» **Provided passage**
+---+
To enable DOD for a particular class (like the particle we used in the previous entry), i.e., to distribute its different data members in separate memory locations, we change the class source code to turn it into a class template particle<Access> where Access is a framework-provided entity in charge of granting access to the external data members with a similar syntax as if they were an integral part of the class itself. Now, particle<Access> is no longer a regular class with value semantics, but a mere proxy to the external data without ownership to it. Importantly, it is the members and not the particle objects that are stored: particles are constructed on the fly when needed to use its interface in order to process the data. So, code like
for(const auto& p:particle_)p.render();
cannot possibly work because the application does not have any particle_ container to begin with: instead, the information is stored in separate locations:
std::vector<char> color_;
std::vector<int>  x_,y_,dx_,dy_;
and "traversing" the particles requires that we go through the associated containers in parallel and invoke render on a temporary particle object constructed out of them:
auto itc=&color_[0],ec=itc+color_.size();
auto itx=&x_[0];
auto ity=&y_[0];
auto itdx=&dx_[0];
auto itdy=&dy_[0];
  
for(;itc!=ec;++itc,++itx,++ity,++itdx,++itdy){
  auto p=make_particle(
    access<color,x,y,dx,dy>(itc,itx,ity,itdx,itdy));
  p.render();
}
Fortunately, this boilerplate code can be hidden by the framework by using these auxiliary constructs:
template<typename T> class pointer;

template<template <typename> class Class,typename Access>
class pointer<Class<Access>>
{
  // behaves as Class<Access>>*
};

template<template <typename> class Class,typename Access>
pointer<Class<Access>> make_pointer(const Access& a)
{
  return pointer<Class<Access>>(a);
}
We won't delve into the implementation details of pointer (the interested reader can see the actual code in the test program given below): from the point of view of the user, this utility class accepts an access entity, which is a collection of pointers to the data members plus an offset member (this offset has been added to the former version of the framework), it keeps everything in sync when doing pointer arithmetic and dereferences to a temporary particle object. The resulting user code is as simple as it gets:
auto n=color_.size();
auto beg_=make_pointer<particle>(access<color,x,y,dx,dy>(
  &color_[0],&x_[0],&y_[0],&dx_[0],&dy_[0]));
auto end_=beg_+n;
  
for(auto it=beg_;it!=end_;++it)it->render();
Index-based traversal is also possible:
for(std::size_t i=0;i<n;++i)beg_[i].render();
Once the containers are populated and beg_ and end_ defined, user code can handle particles as if they were stored in [beg_, end_), thus effectively isolated from the fact that the actual data is scattered around different containers for maximum processing performance.
Are we paying an abstraction penalty for the convenience this framework affords? There are two sources of concern:
  • Even though traversal code is in principle equivalent to hand-written DOD code, compilers might not be able to optimize all the template scaffolding away.
  • Traversing with access<color,x,y,dx,dy> for rendering when only color, x and y are needed (because render does not access dx or dy) involves iterating over dx_ and dy_ without actually accessing either one: again, the compiler might or might not optimize this extra code.
+---+
» **Stored rows**
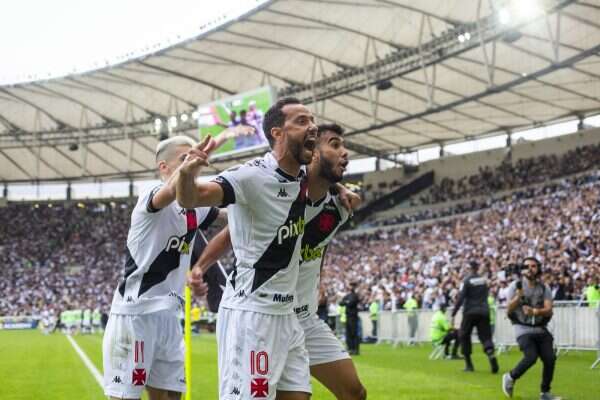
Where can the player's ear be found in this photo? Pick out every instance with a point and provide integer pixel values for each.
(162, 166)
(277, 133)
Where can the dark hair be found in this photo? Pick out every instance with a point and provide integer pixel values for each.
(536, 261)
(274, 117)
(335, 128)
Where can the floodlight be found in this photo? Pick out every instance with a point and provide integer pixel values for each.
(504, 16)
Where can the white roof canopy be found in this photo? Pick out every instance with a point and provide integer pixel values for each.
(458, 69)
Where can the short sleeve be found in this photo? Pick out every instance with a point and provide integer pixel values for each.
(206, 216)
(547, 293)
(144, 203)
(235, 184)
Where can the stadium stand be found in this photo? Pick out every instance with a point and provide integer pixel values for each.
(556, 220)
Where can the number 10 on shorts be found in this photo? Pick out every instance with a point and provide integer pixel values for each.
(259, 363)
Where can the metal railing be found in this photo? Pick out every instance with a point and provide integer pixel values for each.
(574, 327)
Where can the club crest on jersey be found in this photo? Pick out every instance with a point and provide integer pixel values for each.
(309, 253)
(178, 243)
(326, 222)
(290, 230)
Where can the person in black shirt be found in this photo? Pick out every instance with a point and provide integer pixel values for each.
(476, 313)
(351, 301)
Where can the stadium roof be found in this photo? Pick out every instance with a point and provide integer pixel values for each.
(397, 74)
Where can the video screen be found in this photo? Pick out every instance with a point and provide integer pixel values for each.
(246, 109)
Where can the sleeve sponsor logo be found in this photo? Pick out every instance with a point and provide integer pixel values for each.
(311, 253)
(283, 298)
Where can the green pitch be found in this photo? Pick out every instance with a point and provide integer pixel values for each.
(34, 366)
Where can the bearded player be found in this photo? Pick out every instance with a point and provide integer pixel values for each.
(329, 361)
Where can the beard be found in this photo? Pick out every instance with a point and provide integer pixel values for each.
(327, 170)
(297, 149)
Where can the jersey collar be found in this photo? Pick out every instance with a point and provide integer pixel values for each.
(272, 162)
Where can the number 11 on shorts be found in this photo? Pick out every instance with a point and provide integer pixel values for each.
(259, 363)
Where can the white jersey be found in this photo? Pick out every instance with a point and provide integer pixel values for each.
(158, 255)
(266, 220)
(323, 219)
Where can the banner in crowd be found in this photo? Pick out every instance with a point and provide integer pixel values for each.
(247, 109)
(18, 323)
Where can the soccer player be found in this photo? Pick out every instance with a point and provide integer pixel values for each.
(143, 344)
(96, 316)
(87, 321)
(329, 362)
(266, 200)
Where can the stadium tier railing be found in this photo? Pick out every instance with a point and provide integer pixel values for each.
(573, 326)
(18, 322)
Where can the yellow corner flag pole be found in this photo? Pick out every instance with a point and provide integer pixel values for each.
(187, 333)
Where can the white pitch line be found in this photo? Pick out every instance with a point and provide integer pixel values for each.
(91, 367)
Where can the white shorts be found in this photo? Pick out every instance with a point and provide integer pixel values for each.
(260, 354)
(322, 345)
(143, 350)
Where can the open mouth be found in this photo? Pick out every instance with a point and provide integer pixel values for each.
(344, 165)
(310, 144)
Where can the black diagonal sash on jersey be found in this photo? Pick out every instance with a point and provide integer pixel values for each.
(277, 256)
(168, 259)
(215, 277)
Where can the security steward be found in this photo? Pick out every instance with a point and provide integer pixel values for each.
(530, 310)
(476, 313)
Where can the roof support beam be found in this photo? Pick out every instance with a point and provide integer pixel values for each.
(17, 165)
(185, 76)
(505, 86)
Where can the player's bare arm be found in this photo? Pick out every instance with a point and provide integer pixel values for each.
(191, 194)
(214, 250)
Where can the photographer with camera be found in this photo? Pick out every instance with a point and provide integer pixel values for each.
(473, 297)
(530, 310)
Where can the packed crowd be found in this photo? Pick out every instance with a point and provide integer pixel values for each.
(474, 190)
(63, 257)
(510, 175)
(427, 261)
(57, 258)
+---+
In the data-oriented design passage, what does an access entity consist of? Please leave the items aside; they aren't needed here.

» **Written answer**
A collection of pointers to the data members plus an offset member.